**What this exercise asks:**
(A) Please copy the passage of the chemical genomic profiling text from "Chemical genomics is" up to and including "of bioactive compounds.", with no changes.
(B) Continue the chemical genomic profiling text from the point where it stops.

Chemical genomic profiling via barcode sequencing to predict compound mode of action

Abstract

Chemical genomics is an unbiased, whole-cell approach to characterizing novel compounds to determine mode of action and cellular target. Our version of this technique is built upon barcoded deletion mutants of Saccharomyces cerevisiae and has been adapted to a high-throughput methodology using next-generation sequencing. Here we describe the steps to generate a chemical genomic profile from a compound of interest, and how to use this information to predict molecular mechanism and targets of bioactive compounds.

Figure 1

Overview of the steps of chemical genomic profiling by barcode sequencing

Figure 2

PCR amplicon design and gel extraction of the amplified barcodes. The indexed primer design and components of the PCR amplicon used in sequencing (A). Using a 2 % agarose gel with Syber Safe of Ethidium Bromide, run the pooled PCR product for 45 min using a 1 kb ladder for reference and visualize under UV. Three bands will be apparent, a lower band of unused primers, the middle band at 267 bp, and an upper band of amplification artifacts. Excise the center band for gel extraction (B). The other bands contain the Illumina regions of the primers and if run on the sequencing flowcell, with for clusters but will not provide usable reads (loss of read depth).

**Material shown:**
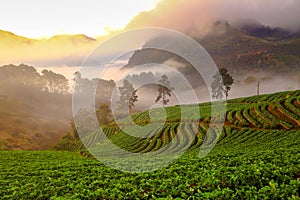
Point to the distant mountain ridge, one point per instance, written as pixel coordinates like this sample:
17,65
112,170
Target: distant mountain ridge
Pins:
247,47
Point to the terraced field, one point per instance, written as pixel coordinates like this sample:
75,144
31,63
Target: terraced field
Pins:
278,112
257,157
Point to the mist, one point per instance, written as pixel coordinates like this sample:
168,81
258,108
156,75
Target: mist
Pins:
197,16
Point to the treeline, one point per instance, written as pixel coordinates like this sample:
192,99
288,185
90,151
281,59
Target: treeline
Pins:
27,77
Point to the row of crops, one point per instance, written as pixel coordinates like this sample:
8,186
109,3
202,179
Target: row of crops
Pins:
257,156
281,113
245,164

**Answers provided:**
(A)
Chemical genomics is an unbiased, whole-cell approach to characterizing novel compounds to determine mode of action and cellular target. Our version of this technique is built upon barcoded deletion mutants of Saccharomyces cerevisiae and has been adapted to a high-throughput methodology using next-generation sequencing. Here we describe the steps to generate a chemical genomic profile from a compound of interest, and how to use this information to predict molecular mechanism and targets of bioactive compounds.

(B)
Figure 3

Distribution of Barcodes based on pooling method. We constructed 2 pools of 300 strains using 2 different pooling methods: agar scraping and mixing of liquid cultures. We then grew the pools in our chemical genomics assay. While the pools performed similarly, we found that the liquid pool had better distribution of strains, as determined by fraction of individual strains in the pool. In this figure, a straighter line indicates a more even strain distribution.